▶ Your assignment
Please filter the entries for the word "below" and copy every line that has it.
-------
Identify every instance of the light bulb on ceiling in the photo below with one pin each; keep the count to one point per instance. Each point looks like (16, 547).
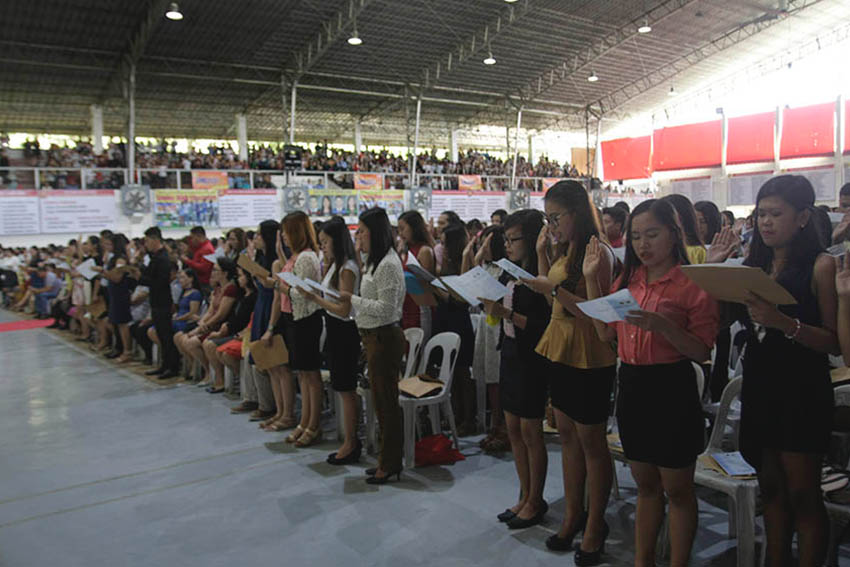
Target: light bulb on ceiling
(174, 12)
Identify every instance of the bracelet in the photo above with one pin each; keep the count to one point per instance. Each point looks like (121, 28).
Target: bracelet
(793, 335)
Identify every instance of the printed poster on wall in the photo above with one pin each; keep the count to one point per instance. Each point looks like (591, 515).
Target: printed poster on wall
(209, 179)
(77, 211)
(469, 183)
(18, 212)
(368, 181)
(239, 207)
(186, 208)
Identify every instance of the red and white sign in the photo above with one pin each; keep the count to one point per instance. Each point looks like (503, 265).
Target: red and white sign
(18, 212)
(237, 207)
(77, 211)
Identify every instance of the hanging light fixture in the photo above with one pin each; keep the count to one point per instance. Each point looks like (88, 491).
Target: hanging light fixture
(174, 12)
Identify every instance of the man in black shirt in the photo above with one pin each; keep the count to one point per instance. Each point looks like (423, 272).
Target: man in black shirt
(156, 276)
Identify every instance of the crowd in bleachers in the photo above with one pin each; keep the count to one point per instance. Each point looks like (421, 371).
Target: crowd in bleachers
(236, 302)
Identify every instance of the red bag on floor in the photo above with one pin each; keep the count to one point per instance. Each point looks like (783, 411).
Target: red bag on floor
(436, 450)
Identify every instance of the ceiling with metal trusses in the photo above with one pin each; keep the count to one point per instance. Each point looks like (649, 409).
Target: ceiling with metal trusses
(59, 57)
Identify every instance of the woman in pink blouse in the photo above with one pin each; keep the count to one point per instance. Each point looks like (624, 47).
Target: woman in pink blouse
(658, 406)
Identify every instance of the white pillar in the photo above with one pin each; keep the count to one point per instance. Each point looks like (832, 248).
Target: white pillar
(358, 137)
(97, 128)
(242, 136)
(453, 146)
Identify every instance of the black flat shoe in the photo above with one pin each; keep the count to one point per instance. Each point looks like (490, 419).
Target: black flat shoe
(507, 515)
(349, 459)
(384, 479)
(518, 523)
(555, 543)
(590, 558)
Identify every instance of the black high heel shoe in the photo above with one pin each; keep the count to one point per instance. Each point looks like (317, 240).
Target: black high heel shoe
(517, 523)
(590, 558)
(555, 543)
(384, 479)
(349, 459)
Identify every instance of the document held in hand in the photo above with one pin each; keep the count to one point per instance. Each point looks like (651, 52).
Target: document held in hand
(728, 282)
(610, 308)
(476, 283)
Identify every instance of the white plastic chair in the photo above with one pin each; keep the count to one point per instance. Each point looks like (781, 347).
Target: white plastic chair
(414, 337)
(449, 343)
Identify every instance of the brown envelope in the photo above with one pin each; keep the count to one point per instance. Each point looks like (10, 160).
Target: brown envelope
(252, 267)
(266, 356)
(729, 282)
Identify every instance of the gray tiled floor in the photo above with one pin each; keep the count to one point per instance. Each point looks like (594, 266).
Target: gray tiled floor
(101, 466)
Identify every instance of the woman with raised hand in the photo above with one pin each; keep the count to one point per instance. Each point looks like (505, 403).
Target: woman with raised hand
(300, 322)
(342, 341)
(377, 314)
(659, 413)
(787, 398)
(582, 369)
(523, 373)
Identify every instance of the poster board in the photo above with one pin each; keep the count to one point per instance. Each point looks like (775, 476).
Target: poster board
(77, 211)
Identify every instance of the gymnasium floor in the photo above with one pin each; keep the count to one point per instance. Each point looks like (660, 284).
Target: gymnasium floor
(100, 466)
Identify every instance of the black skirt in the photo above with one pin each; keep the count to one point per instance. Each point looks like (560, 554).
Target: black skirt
(522, 381)
(584, 394)
(342, 345)
(659, 414)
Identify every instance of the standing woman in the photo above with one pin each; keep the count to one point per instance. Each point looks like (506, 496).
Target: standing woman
(302, 332)
(658, 407)
(256, 389)
(581, 376)
(522, 378)
(787, 399)
(377, 314)
(342, 341)
(414, 233)
(688, 220)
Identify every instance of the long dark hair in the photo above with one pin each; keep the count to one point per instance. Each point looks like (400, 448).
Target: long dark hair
(572, 196)
(454, 241)
(711, 214)
(343, 247)
(380, 235)
(417, 227)
(798, 192)
(530, 222)
(687, 218)
(268, 232)
(664, 213)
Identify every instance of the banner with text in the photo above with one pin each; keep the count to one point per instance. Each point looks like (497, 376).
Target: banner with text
(186, 208)
(77, 211)
(243, 208)
(18, 212)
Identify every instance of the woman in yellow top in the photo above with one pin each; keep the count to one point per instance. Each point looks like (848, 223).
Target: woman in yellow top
(582, 369)
(694, 245)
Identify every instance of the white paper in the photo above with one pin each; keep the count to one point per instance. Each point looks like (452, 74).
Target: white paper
(610, 308)
(294, 281)
(85, 269)
(513, 269)
(474, 284)
(319, 287)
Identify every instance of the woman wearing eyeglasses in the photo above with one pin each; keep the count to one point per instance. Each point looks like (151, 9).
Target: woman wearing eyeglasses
(582, 372)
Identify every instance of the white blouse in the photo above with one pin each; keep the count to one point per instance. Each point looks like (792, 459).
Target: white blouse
(351, 266)
(381, 293)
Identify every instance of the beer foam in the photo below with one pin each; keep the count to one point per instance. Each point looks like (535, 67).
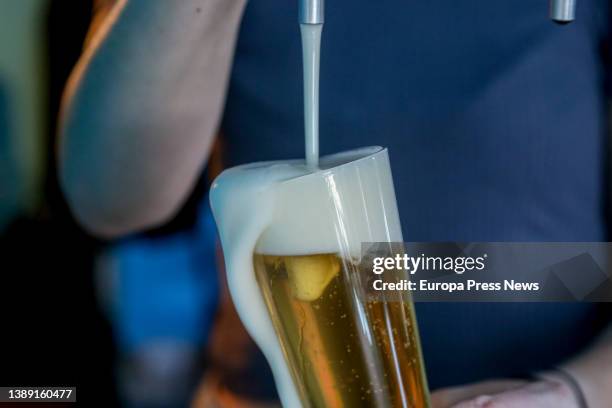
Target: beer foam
(332, 210)
(286, 208)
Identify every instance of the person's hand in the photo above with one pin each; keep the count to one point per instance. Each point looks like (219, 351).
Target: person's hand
(543, 393)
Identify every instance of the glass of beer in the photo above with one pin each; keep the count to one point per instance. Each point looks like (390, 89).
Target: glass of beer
(292, 240)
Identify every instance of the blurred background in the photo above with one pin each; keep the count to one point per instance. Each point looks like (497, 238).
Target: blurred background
(106, 318)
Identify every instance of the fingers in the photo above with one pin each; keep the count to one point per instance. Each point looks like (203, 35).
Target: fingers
(542, 394)
(448, 397)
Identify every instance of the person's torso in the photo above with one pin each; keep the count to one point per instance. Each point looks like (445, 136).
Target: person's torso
(494, 120)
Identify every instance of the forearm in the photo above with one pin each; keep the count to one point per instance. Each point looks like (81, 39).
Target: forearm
(141, 110)
(593, 371)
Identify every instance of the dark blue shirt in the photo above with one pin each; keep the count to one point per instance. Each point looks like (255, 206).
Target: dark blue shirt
(496, 126)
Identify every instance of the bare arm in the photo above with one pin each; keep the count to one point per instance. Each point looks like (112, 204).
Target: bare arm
(141, 110)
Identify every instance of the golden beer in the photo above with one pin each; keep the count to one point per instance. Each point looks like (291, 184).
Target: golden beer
(343, 347)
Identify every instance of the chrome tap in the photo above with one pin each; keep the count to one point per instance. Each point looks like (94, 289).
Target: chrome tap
(562, 11)
(312, 11)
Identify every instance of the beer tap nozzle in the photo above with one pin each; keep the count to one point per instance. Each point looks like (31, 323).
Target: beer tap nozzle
(562, 11)
(312, 11)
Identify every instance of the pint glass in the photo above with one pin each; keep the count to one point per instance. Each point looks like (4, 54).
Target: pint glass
(292, 240)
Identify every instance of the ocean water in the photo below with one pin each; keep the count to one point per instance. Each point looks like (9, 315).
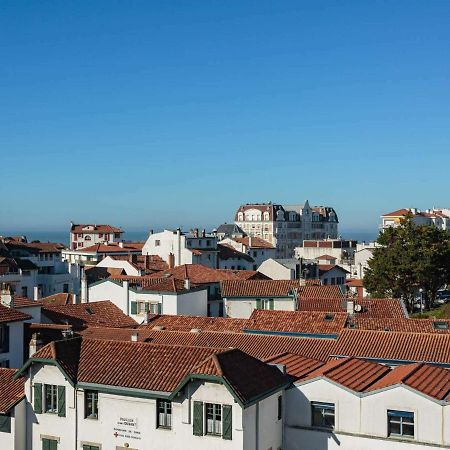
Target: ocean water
(63, 236)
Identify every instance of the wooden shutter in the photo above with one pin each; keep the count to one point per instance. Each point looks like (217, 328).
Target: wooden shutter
(5, 423)
(198, 419)
(61, 401)
(227, 425)
(38, 398)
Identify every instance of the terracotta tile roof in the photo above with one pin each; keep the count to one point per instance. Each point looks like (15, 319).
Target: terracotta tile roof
(112, 248)
(431, 380)
(24, 302)
(408, 325)
(187, 323)
(375, 307)
(256, 242)
(96, 229)
(297, 366)
(11, 390)
(102, 313)
(11, 315)
(276, 288)
(398, 213)
(160, 368)
(226, 251)
(199, 274)
(394, 346)
(230, 364)
(355, 374)
(59, 299)
(296, 322)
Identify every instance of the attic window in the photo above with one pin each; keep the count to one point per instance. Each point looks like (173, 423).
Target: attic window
(440, 325)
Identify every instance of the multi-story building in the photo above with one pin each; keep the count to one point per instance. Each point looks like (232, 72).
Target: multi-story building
(439, 217)
(178, 248)
(88, 235)
(287, 226)
(35, 269)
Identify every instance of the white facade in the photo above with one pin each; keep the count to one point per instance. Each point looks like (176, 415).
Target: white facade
(133, 302)
(286, 226)
(361, 419)
(130, 422)
(177, 248)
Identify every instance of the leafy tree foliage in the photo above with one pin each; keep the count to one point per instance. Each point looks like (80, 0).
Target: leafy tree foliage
(410, 257)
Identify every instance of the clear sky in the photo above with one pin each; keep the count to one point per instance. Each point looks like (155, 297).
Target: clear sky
(164, 113)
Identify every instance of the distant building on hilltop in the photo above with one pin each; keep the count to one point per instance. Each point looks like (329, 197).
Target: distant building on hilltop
(87, 235)
(286, 226)
(439, 217)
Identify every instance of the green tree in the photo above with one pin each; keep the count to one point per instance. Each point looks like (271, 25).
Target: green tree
(410, 257)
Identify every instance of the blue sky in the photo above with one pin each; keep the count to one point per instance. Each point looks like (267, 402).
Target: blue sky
(164, 113)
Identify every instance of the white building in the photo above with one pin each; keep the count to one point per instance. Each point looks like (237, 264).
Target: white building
(35, 269)
(258, 249)
(178, 248)
(438, 217)
(286, 226)
(87, 235)
(94, 394)
(154, 296)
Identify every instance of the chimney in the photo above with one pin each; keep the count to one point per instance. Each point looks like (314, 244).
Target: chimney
(6, 295)
(350, 307)
(171, 261)
(35, 344)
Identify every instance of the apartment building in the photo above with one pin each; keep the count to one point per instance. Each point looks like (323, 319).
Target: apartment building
(88, 234)
(286, 226)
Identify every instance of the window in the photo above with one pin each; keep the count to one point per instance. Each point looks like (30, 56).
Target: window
(49, 444)
(164, 414)
(400, 423)
(51, 398)
(322, 415)
(91, 404)
(213, 419)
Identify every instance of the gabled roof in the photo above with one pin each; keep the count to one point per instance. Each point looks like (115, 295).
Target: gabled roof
(296, 322)
(431, 380)
(96, 229)
(160, 369)
(102, 313)
(11, 315)
(12, 390)
(355, 374)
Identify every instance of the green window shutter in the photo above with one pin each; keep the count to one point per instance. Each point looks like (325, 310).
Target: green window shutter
(61, 401)
(5, 423)
(198, 419)
(38, 398)
(227, 426)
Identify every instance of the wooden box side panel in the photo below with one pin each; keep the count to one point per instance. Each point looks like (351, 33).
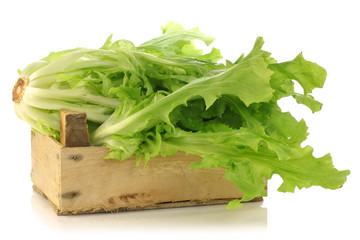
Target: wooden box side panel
(45, 169)
(91, 183)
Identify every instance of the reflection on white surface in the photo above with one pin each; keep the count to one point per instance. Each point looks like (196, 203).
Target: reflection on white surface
(251, 215)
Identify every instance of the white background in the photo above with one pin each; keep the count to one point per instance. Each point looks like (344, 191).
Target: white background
(327, 32)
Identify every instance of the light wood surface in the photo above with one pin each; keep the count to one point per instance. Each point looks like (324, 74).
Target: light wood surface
(80, 180)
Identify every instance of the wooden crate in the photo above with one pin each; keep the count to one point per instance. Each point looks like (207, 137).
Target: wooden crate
(76, 178)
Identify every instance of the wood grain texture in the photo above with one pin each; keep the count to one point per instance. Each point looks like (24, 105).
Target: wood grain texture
(79, 180)
(73, 129)
(91, 183)
(46, 166)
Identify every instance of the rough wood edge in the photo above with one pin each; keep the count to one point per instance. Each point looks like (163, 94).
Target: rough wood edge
(162, 205)
(73, 129)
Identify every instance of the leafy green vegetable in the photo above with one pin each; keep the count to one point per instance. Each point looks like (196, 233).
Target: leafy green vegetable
(166, 95)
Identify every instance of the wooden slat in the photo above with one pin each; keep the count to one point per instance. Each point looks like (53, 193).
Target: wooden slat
(73, 129)
(46, 166)
(90, 183)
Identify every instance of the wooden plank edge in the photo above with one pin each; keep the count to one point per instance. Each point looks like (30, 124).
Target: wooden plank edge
(162, 205)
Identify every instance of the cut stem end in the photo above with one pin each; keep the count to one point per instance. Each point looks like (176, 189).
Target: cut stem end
(19, 89)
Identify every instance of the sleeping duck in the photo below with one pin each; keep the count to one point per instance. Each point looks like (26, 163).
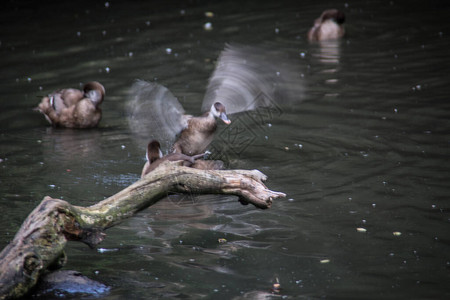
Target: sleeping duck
(329, 26)
(155, 158)
(73, 108)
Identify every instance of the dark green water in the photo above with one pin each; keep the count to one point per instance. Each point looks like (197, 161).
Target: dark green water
(365, 146)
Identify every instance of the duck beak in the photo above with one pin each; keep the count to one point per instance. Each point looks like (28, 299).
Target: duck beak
(224, 118)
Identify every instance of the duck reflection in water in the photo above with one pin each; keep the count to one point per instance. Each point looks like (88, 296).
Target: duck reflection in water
(245, 79)
(329, 26)
(73, 108)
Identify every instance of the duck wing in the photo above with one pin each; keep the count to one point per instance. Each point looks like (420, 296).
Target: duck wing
(248, 77)
(155, 113)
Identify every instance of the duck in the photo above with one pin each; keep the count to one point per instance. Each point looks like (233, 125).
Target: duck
(74, 108)
(188, 135)
(199, 131)
(329, 26)
(245, 79)
(155, 158)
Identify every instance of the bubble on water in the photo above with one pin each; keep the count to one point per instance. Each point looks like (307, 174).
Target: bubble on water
(207, 26)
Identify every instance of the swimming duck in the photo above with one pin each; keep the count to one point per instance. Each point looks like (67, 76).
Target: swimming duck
(329, 26)
(155, 157)
(245, 79)
(73, 108)
(191, 135)
(199, 132)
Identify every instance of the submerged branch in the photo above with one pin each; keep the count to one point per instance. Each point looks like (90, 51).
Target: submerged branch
(39, 244)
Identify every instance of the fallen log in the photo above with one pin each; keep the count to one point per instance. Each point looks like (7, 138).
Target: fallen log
(38, 246)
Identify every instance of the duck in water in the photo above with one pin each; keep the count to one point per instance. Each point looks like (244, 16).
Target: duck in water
(329, 26)
(155, 158)
(73, 108)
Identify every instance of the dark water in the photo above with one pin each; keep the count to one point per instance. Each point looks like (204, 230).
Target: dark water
(365, 146)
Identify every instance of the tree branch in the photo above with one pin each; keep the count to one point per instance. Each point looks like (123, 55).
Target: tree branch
(39, 244)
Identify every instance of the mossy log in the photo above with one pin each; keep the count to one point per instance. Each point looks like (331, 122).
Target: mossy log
(38, 246)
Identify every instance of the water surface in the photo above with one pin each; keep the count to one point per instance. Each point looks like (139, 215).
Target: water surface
(365, 145)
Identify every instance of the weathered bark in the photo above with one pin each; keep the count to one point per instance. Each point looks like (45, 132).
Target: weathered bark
(39, 244)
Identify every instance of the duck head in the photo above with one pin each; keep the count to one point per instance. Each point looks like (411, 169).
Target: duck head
(218, 111)
(333, 14)
(95, 92)
(153, 151)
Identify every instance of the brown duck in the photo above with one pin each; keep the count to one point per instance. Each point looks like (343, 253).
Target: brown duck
(155, 158)
(329, 26)
(73, 108)
(199, 132)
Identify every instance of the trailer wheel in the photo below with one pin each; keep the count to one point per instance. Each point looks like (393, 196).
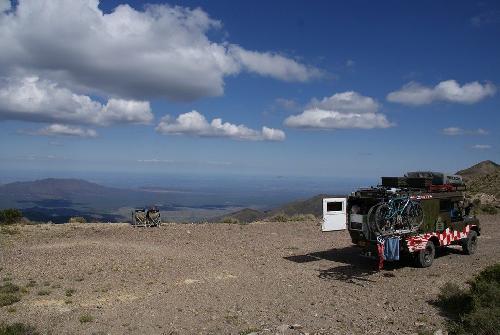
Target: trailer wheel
(425, 258)
(469, 244)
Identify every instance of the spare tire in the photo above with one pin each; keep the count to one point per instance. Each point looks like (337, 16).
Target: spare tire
(469, 244)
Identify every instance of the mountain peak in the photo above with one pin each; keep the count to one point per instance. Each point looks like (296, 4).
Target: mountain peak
(482, 168)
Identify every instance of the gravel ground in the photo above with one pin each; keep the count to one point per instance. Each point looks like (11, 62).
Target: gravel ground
(268, 278)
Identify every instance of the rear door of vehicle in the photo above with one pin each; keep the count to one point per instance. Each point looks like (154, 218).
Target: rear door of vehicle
(334, 214)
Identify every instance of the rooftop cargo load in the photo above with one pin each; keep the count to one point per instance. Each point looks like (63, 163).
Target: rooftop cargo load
(438, 178)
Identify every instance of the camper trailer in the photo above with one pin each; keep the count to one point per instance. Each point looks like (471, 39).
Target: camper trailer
(406, 216)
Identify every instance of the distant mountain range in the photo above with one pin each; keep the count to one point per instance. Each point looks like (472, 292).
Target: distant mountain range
(313, 205)
(57, 200)
(483, 178)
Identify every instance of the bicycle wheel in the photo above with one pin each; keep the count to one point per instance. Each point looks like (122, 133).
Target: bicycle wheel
(371, 218)
(382, 220)
(414, 215)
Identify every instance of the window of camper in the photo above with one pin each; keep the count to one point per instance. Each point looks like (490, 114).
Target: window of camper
(334, 206)
(444, 205)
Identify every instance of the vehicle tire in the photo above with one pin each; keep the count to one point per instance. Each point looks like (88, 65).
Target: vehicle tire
(469, 244)
(425, 258)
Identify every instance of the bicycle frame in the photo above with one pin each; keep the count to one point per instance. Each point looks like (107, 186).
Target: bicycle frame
(397, 206)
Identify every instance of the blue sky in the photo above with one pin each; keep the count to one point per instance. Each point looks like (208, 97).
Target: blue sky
(345, 89)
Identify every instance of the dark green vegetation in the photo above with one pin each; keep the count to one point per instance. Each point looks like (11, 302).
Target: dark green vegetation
(483, 186)
(17, 329)
(10, 216)
(9, 294)
(475, 310)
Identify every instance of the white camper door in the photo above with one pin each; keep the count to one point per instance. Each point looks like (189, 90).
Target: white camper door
(334, 214)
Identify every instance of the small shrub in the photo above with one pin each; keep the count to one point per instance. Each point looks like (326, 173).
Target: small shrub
(9, 230)
(17, 329)
(85, 318)
(43, 292)
(69, 292)
(9, 294)
(10, 216)
(249, 331)
(303, 217)
(476, 310)
(279, 218)
(31, 283)
(77, 219)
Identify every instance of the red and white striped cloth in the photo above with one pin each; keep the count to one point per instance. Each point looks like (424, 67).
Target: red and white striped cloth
(418, 242)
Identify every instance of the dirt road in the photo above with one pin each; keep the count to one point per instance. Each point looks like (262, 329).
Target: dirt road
(221, 279)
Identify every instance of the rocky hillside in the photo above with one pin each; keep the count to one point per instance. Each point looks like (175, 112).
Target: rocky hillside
(483, 184)
(481, 169)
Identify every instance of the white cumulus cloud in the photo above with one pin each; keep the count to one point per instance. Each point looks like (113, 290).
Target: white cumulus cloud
(455, 131)
(340, 111)
(161, 51)
(33, 99)
(449, 91)
(481, 146)
(65, 130)
(195, 124)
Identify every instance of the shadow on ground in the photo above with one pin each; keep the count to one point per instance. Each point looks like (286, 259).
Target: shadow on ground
(356, 269)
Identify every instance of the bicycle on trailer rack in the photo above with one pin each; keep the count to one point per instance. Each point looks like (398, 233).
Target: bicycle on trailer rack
(400, 214)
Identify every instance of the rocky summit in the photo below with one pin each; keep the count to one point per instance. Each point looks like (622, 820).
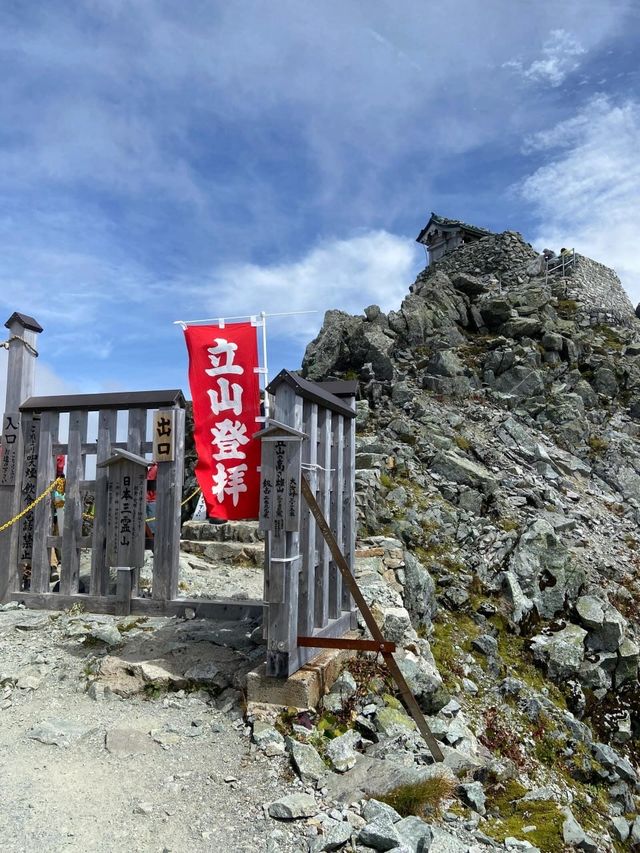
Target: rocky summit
(498, 497)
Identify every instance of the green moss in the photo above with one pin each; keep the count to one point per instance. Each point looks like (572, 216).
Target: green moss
(597, 445)
(543, 814)
(450, 641)
(462, 442)
(386, 481)
(516, 656)
(567, 306)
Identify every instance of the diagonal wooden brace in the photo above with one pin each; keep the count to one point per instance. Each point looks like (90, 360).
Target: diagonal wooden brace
(372, 625)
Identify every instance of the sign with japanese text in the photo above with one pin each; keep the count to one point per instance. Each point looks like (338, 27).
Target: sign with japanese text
(28, 491)
(226, 406)
(163, 432)
(9, 449)
(126, 510)
(280, 485)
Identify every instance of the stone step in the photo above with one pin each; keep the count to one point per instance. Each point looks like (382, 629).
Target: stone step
(231, 531)
(236, 553)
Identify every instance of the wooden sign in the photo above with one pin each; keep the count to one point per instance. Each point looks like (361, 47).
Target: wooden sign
(280, 485)
(163, 436)
(126, 509)
(28, 492)
(9, 449)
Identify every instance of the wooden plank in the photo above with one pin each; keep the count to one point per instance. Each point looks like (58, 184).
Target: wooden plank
-------
▶ Solution to this exercise
Identify every instance of the light bulb on ceiling in the photo below with one pin each; keep the count to one point per instance. Each point looks like (16, 547).
Identify every instance of the beer foam in the photo below with one pin each; keep the count to one point per instance. Each point looks like (535, 67).
Identify every instance of the ocean water in the photo below with one pin each; keep the count to one point per instance. Each point looks like (9, 315).
Identify every instance of the wooden box side panel in the photo below with one pin each; keep the count to one point per instance. Each point looks like (351, 33).
Identify every instance of the sleeping duck in the photo below with one pin each; keep the count to one point per instance. Each point looks like (26, 163).
Identify every instance of the trailer wheel in the photo below with one pin each; keep the count to one point per instance. Each point looks like (393, 196).
Identify every instance of the rocky summit in the photo below with one pin each; keep the count to one point per instance. Each point looks like (622, 820).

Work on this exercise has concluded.